PROVIDED TEXT: Begin

As soon as Garfield appeared, however, the character of the crowd immediately changed. Men and women who had been screaming with fear and fury just moments before suddenly recovered their reason, quietly urging each other to make room for the president as he was carried out of the station and carefully put into a makeshift ambulance. “I think I can see now,” one of Garfield’s doctors would write years later, “the sea of human faces that completely filled the space in and around the depot, as we carried him down the stairs, and through the depot, with the mingled expressions of pity and consternation that sat upon each of them.” Once settled on the mattress and a pile of hastily arranged cushions, Garfield, his right arm lifted over his head and his face “ashy white,” looked silently out the window.

Hoping to spare the president any additional pain, the ambulance driver guided his horse so slowly over the broken brick streets that hundreds of people were able to keep up with his wagon, somberly walking just behind it. Whenever they came to a pothole, policemen would carefully lift the ambulance, trying their best not to jar it. Garfield’s “sufferings must have been intense,” one reporter wrote, “but he gave no sign of it, and was as gentle and submissive as a child.”

Joseph Stanley Brown was working alone in his office, just as Garfield had left him, when one of the White House doormen suddenly appeared before his desk. There was something about the way the man walked in, “haltingly and timidly,” that made Brown uneasy. “Mr. Secretary,” he said, “there is a rumor that the President has been shot.”

Years later, Brown would struggle to explain how he felt when he heard those words. It was as if he were “suddenly congealed,” he said, as if his hectic, bustling world had lurched to a stop. Desperately trying to dismiss the idea, and to sound more confident than he felt, he snapped at the doorman. “Nonsense!” he said. “The story cannot possibly be true.”

PROVIDED TEXT: End
ENTRIES PROVIDED: Begin

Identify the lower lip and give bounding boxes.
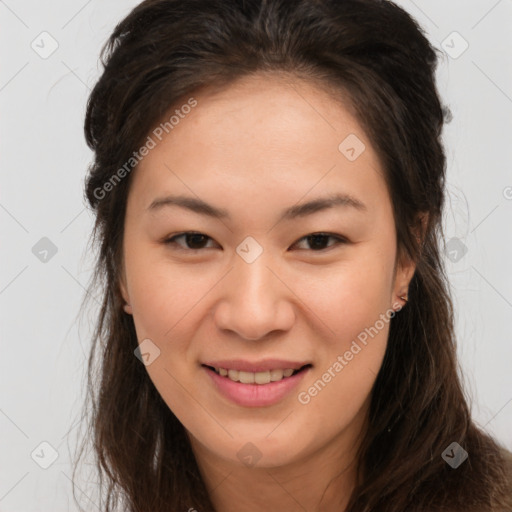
[203,366,311,407]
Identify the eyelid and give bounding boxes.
[162,231,349,254]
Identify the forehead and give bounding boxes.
[127,75,389,222]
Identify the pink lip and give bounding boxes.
[203,359,310,373]
[203,363,311,407]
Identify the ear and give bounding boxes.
[391,213,428,306]
[119,265,133,315]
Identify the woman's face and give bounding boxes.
[121,76,414,467]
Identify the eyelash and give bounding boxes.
[163,231,348,252]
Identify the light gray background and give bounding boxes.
[0,0,512,512]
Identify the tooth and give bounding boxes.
[270,370,283,382]
[228,370,240,381]
[238,372,254,384]
[254,372,270,384]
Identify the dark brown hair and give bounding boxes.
[74,0,512,512]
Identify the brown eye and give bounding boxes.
[164,231,216,251]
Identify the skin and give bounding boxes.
[120,75,415,512]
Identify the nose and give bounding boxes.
[214,255,295,340]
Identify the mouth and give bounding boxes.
[201,361,313,407]
[202,364,312,385]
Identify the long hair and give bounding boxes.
[77,0,512,512]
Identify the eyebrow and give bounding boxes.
[147,194,368,221]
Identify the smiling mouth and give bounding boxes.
[203,364,312,385]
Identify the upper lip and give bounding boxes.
[203,359,311,373]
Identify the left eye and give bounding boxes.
[164,231,347,252]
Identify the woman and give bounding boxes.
[75,0,512,512]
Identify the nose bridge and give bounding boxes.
[216,244,293,339]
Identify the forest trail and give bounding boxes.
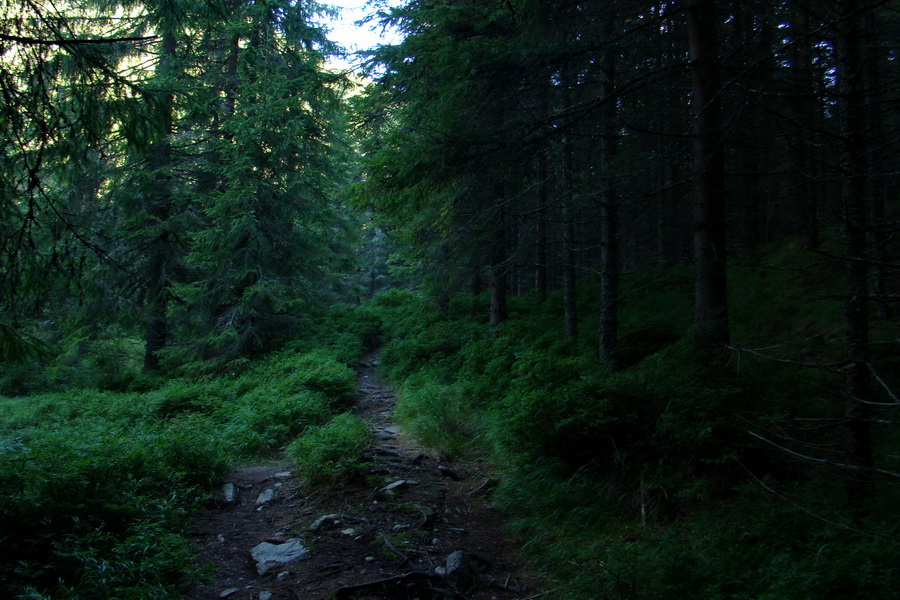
[188,354,542,600]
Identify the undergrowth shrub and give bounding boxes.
[394,374,478,457]
[368,267,900,600]
[0,342,367,600]
[287,413,371,484]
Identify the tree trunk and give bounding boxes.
[687,0,729,351]
[562,139,578,340]
[144,31,177,372]
[534,152,550,301]
[600,6,619,360]
[490,219,507,327]
[837,0,873,497]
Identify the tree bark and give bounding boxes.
[687,0,729,351]
[600,6,619,360]
[837,0,873,497]
[144,31,177,372]
[562,139,578,340]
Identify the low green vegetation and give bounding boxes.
[287,413,371,484]
[0,324,366,600]
[367,254,900,600]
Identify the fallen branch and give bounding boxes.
[334,571,442,600]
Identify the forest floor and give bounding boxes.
[188,354,543,600]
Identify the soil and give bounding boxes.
[188,354,543,600]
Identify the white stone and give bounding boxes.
[222,483,237,504]
[250,539,309,575]
[256,488,278,506]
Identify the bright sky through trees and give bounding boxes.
[323,0,403,67]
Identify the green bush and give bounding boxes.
[394,373,478,457]
[287,413,371,484]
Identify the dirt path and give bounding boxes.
[188,355,539,600]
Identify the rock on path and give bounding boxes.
[188,355,539,600]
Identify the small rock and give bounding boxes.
[309,513,341,531]
[250,539,309,575]
[256,488,278,506]
[438,465,462,481]
[222,483,237,504]
[381,479,408,492]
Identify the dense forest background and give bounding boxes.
[0,0,900,599]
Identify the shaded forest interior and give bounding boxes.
[0,0,900,600]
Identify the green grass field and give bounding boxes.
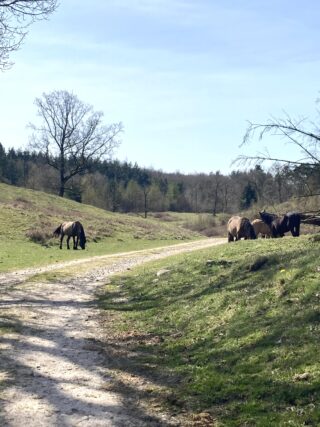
[0,183,203,271]
[101,236,320,426]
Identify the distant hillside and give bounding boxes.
[0,183,201,271]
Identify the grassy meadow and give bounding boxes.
[0,183,203,271]
[100,235,320,426]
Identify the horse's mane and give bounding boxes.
[80,223,86,243]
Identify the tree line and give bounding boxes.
[0,144,320,216]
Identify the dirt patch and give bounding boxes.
[0,239,225,427]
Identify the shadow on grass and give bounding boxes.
[102,249,320,426]
[0,299,178,427]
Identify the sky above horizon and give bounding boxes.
[0,0,320,173]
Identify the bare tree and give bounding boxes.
[235,115,320,168]
[30,91,123,197]
[0,0,57,70]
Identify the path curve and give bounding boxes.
[0,239,226,427]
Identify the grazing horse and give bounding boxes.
[53,221,86,249]
[252,219,272,238]
[259,211,301,237]
[228,216,256,242]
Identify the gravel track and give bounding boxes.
[0,238,226,427]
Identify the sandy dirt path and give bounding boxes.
[0,239,226,427]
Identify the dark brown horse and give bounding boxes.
[259,211,301,237]
[228,216,256,242]
[53,221,86,249]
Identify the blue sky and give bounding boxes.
[0,0,320,173]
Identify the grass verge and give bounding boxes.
[100,237,320,426]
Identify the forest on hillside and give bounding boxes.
[0,144,320,215]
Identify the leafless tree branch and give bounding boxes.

ENTRIES PROVIDED: End

→ TASK DIRECTIONS: Change "mattress" to "stretcher" and give the Garfield passage again, between "As soon as Garfield" and "out the window.", inclusive. None of the items is needed to work with the passage about Garfield.

→ EXPECTED OUTPUT:
As soon as Garfield appeared, however, the character of the crowd immediately changed. Men and women who had been screaming with fear and fury just moments before suddenly recovered their reason, quietly urging each other to make room for the president as he was carried out of the station and carefully put into a makeshift ambulance. “I think I can see now,” one of Garfield’s doctors would write years later, “the sea of human faces that completely filled the space in and around the depot, as we carried him down the stairs, and through the depot, with the mingled expressions of pity and consternation that sat upon each of them.” Once settled on the stretcher and a pile of hastily arranged cushions, Garfield, his right arm lifted over his head and his face “ashy white,” looked silently out the window.